Consegna scritta: Indica quante righe dei record qui sotto contengono la stringa "hair", tenendo conto di maiuscole e minuscole. Scrivi soltanto il numero.
================================
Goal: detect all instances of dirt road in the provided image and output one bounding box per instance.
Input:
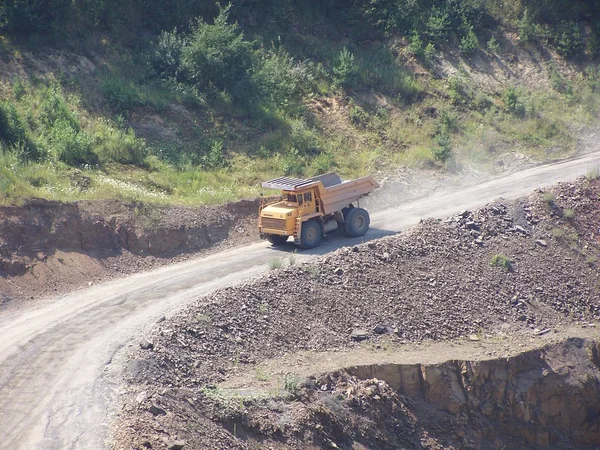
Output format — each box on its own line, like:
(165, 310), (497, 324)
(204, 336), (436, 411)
(0, 153), (600, 449)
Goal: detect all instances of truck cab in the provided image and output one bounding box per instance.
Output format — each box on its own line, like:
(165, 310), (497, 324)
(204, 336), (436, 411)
(258, 173), (378, 248)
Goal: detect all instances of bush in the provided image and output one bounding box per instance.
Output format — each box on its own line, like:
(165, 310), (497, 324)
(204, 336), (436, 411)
(350, 105), (371, 128)
(502, 86), (526, 117)
(459, 25), (479, 55)
(487, 36), (500, 53)
(49, 121), (99, 166)
(0, 100), (41, 159)
(38, 85), (79, 131)
(554, 22), (585, 58)
(448, 75), (471, 105)
(151, 28), (187, 80)
(333, 47), (358, 87)
(180, 6), (252, 96)
(252, 48), (312, 111)
(425, 7), (451, 43)
(432, 131), (452, 162)
(94, 123), (148, 166)
(202, 141), (227, 169)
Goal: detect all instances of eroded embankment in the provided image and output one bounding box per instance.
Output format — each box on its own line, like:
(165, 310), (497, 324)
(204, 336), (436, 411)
(342, 339), (600, 448)
(115, 180), (600, 449)
(0, 199), (258, 304)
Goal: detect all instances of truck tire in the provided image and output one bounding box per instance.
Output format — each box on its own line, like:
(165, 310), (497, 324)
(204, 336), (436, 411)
(267, 234), (288, 247)
(344, 208), (371, 237)
(300, 219), (323, 248)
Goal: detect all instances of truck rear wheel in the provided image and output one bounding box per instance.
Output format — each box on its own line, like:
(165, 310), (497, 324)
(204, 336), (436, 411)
(344, 208), (371, 237)
(300, 219), (323, 248)
(267, 234), (288, 247)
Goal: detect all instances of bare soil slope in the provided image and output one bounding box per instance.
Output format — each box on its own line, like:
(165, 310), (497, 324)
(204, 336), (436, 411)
(114, 179), (600, 449)
(0, 199), (258, 307)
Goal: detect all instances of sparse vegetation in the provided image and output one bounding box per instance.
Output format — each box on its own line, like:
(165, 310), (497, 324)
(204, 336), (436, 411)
(283, 373), (300, 395)
(0, 0), (600, 204)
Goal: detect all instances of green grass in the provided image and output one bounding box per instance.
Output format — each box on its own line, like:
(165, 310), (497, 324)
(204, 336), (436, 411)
(0, 19), (600, 204)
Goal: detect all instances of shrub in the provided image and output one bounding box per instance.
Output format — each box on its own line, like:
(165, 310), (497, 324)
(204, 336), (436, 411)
(282, 148), (305, 177)
(252, 48), (312, 111)
(459, 25), (479, 55)
(502, 86), (526, 117)
(180, 6), (252, 99)
(202, 141), (227, 169)
(290, 119), (321, 156)
(333, 47), (358, 87)
(283, 373), (299, 395)
(554, 22), (585, 58)
(0, 100), (41, 159)
(150, 28), (187, 80)
(448, 75), (471, 105)
(432, 131), (452, 162)
(49, 121), (99, 166)
(518, 8), (536, 42)
(425, 7), (450, 43)
(94, 122), (148, 165)
(408, 30), (424, 58)
(487, 36), (500, 53)
(38, 86), (79, 131)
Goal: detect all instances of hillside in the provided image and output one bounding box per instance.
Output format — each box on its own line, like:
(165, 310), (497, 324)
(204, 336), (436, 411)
(0, 0), (600, 204)
(112, 178), (600, 449)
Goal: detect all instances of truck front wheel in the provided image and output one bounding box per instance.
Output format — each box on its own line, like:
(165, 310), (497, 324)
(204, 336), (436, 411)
(300, 219), (323, 248)
(267, 234), (288, 247)
(344, 208), (371, 237)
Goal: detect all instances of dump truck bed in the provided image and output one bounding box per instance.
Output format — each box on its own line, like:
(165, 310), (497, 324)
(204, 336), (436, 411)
(262, 172), (379, 214)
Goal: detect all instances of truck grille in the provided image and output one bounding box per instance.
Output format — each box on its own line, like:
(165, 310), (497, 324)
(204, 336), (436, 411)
(261, 217), (286, 231)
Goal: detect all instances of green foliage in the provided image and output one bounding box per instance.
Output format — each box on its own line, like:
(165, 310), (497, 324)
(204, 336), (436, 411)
(517, 8), (536, 42)
(502, 86), (526, 117)
(269, 257), (284, 270)
(350, 105), (371, 129)
(333, 47), (358, 88)
(252, 47), (313, 111)
(459, 25), (479, 55)
(46, 121), (99, 166)
(490, 254), (513, 272)
(554, 22), (585, 58)
(448, 75), (472, 106)
(408, 30), (423, 58)
(487, 36), (500, 53)
(425, 7), (451, 43)
(179, 6), (252, 99)
(290, 119), (321, 156)
(150, 28), (187, 80)
(202, 141), (227, 169)
(94, 122), (148, 166)
(432, 130), (452, 163)
(0, 100), (41, 159)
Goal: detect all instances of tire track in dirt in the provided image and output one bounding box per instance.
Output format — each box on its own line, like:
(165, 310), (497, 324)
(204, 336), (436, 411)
(0, 153), (600, 449)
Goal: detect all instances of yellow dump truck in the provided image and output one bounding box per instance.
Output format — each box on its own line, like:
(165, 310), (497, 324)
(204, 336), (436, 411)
(258, 172), (379, 248)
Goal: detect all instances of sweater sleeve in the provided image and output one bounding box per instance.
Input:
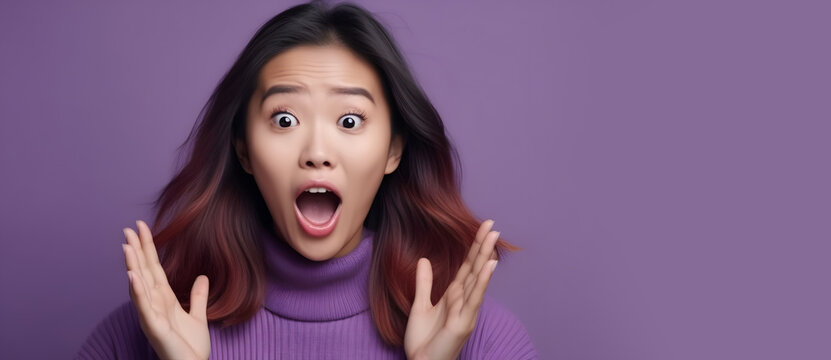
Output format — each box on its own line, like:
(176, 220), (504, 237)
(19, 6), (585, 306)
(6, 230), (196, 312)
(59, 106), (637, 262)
(74, 300), (158, 360)
(459, 295), (539, 360)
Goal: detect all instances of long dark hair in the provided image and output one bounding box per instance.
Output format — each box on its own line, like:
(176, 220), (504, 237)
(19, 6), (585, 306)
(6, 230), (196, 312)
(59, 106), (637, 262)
(153, 1), (519, 346)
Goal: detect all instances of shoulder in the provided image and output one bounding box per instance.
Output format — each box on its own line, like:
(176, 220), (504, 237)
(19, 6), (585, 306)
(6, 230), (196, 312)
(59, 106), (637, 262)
(74, 300), (155, 359)
(459, 294), (538, 359)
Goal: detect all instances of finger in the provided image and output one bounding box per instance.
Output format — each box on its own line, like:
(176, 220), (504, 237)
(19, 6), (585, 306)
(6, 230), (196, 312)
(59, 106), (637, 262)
(413, 258), (433, 308)
(127, 270), (161, 328)
(123, 228), (156, 289)
(453, 220), (494, 283)
(464, 231), (500, 296)
(462, 260), (498, 319)
(123, 244), (152, 304)
(136, 220), (169, 286)
(190, 275), (209, 322)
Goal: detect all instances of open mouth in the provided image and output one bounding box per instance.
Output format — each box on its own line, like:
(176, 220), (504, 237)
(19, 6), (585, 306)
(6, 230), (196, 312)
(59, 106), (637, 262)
(294, 187), (341, 237)
(295, 187), (341, 226)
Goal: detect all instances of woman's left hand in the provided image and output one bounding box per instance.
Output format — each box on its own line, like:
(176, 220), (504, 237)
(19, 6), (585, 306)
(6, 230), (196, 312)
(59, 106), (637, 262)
(404, 220), (499, 360)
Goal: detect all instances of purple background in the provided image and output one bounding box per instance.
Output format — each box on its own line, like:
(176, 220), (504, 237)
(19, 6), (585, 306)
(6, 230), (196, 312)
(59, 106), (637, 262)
(0, 0), (831, 359)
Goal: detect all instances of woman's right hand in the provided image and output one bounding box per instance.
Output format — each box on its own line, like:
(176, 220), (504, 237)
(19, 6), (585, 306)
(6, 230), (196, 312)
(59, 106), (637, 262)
(122, 220), (211, 359)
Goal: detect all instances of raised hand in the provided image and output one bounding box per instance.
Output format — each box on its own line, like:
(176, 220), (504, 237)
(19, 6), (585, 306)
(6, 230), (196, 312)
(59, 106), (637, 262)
(122, 220), (211, 359)
(404, 220), (499, 360)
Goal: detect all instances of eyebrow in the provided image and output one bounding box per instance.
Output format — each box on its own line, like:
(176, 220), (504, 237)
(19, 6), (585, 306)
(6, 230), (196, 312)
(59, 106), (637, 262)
(260, 85), (375, 105)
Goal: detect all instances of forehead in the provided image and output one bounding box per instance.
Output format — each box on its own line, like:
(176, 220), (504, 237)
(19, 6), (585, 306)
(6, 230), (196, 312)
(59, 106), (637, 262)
(258, 45), (381, 98)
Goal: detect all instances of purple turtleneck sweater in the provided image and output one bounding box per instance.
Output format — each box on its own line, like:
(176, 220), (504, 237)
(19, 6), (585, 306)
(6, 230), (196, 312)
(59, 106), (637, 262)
(76, 229), (537, 360)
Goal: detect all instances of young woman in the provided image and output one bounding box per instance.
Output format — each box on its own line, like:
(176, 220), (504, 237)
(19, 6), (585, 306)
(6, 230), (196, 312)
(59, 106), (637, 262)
(77, 2), (536, 359)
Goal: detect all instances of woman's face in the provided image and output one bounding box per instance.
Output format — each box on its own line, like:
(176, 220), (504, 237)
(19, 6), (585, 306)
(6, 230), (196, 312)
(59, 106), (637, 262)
(235, 45), (402, 261)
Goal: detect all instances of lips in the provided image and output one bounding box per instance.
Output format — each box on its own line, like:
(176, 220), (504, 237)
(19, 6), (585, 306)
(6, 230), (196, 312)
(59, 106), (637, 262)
(294, 180), (341, 237)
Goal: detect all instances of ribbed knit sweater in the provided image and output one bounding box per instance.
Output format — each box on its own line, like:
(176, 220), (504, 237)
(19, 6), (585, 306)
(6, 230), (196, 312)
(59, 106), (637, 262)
(76, 229), (537, 360)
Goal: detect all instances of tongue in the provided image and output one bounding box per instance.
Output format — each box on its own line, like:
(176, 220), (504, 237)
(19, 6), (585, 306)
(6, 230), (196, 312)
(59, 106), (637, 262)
(297, 192), (339, 224)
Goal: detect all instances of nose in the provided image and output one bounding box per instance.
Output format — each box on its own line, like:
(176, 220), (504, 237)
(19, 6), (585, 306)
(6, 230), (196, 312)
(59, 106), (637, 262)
(299, 122), (335, 169)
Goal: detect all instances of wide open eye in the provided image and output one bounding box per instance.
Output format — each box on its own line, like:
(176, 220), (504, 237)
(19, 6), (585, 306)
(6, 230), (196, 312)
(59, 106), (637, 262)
(271, 111), (297, 128)
(338, 114), (364, 129)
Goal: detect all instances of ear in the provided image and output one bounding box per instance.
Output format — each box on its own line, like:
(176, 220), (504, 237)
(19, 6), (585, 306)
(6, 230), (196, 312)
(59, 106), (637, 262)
(384, 135), (404, 174)
(234, 140), (251, 174)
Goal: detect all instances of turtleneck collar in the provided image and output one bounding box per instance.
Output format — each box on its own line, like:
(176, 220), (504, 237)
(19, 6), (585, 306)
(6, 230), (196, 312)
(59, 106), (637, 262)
(261, 228), (373, 321)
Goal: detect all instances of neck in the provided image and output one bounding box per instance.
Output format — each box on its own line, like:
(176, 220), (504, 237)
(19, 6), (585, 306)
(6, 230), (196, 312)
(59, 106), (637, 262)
(262, 228), (374, 321)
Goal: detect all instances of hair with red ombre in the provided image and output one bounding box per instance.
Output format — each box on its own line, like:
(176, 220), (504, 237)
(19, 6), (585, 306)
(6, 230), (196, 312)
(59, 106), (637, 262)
(145, 1), (519, 346)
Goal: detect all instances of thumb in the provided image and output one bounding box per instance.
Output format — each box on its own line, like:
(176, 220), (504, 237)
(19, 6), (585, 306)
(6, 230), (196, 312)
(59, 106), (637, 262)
(413, 258), (433, 307)
(190, 275), (208, 322)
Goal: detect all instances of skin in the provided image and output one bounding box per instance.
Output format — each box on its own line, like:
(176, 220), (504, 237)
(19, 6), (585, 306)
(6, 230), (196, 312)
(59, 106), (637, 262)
(236, 45), (402, 261)
(124, 45), (499, 359)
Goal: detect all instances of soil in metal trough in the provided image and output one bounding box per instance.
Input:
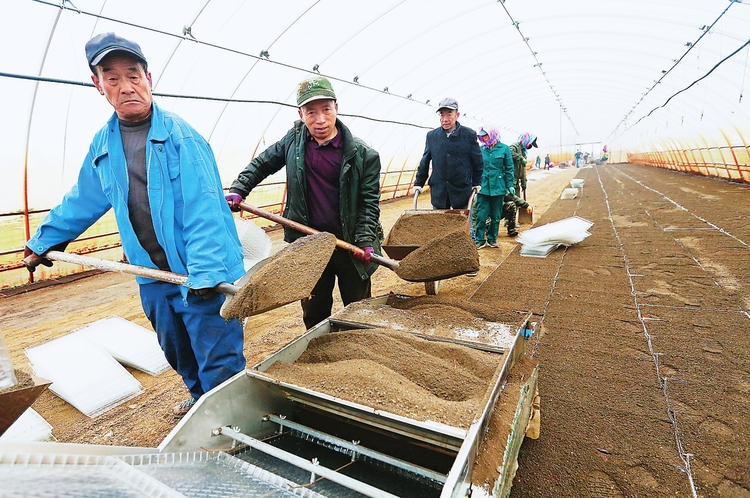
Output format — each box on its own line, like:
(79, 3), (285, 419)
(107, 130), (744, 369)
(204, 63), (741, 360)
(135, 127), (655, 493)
(396, 231), (479, 282)
(336, 295), (527, 348)
(265, 328), (502, 429)
(223, 232), (336, 319)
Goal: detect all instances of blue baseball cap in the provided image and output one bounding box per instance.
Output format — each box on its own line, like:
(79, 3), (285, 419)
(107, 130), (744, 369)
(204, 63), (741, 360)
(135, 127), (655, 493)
(86, 32), (148, 72)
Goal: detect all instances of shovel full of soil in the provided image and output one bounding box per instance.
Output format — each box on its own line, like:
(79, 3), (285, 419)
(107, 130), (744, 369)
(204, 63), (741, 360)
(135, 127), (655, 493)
(383, 192), (479, 294)
(44, 233), (336, 319)
(240, 202), (479, 282)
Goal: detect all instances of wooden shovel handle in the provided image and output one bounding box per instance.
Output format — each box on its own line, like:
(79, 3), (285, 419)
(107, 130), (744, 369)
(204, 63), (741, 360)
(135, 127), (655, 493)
(239, 202), (398, 270)
(44, 251), (239, 296)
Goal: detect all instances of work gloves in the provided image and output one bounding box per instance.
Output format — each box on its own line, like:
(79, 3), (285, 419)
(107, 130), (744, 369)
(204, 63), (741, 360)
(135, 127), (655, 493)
(188, 287), (218, 300)
(23, 241), (70, 273)
(23, 247), (52, 273)
(224, 192), (243, 213)
(354, 246), (375, 263)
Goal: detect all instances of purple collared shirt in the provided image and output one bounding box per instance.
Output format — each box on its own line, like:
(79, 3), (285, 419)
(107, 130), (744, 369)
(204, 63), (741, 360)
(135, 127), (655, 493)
(305, 130), (344, 238)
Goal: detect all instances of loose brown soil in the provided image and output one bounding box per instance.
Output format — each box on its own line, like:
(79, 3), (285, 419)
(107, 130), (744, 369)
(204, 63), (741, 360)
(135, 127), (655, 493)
(265, 328), (500, 429)
(0, 165), (750, 498)
(222, 232), (336, 319)
(396, 231), (479, 282)
(336, 295), (527, 349)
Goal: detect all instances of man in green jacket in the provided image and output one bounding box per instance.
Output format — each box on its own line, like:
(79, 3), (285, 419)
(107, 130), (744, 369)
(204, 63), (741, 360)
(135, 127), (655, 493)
(474, 126), (518, 249)
(226, 75), (380, 329)
(510, 133), (537, 195)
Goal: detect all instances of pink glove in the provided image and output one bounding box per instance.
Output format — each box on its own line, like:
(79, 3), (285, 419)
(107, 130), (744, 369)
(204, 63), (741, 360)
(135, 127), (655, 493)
(224, 192), (243, 213)
(354, 246), (375, 263)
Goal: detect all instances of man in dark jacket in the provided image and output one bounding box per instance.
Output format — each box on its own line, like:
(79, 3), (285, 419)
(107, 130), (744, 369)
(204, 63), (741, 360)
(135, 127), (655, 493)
(414, 98), (484, 209)
(226, 76), (380, 329)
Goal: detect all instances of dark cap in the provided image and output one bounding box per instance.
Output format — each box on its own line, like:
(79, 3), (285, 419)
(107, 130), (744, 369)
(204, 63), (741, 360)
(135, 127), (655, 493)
(437, 97), (458, 112)
(86, 32), (147, 71)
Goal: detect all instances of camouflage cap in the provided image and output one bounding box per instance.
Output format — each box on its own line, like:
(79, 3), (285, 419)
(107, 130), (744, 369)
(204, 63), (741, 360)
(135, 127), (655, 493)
(297, 76), (336, 107)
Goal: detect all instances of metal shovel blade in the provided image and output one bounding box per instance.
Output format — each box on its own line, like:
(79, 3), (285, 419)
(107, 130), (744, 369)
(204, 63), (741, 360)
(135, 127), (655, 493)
(220, 232), (336, 319)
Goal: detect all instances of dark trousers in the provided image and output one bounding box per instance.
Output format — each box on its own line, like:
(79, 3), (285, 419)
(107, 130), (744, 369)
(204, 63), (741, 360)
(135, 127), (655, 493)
(140, 282), (245, 399)
(302, 248), (372, 329)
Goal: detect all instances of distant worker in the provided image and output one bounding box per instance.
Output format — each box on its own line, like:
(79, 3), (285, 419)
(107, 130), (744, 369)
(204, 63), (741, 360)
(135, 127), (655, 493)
(226, 76), (380, 329)
(414, 98), (483, 209)
(23, 33), (245, 418)
(510, 133), (537, 208)
(474, 126), (517, 249)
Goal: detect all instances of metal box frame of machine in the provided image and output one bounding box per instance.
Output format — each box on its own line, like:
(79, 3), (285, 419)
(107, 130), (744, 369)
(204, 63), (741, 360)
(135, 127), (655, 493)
(159, 296), (533, 497)
(0, 295), (538, 498)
================================
Soluzione dell'esercizio: 2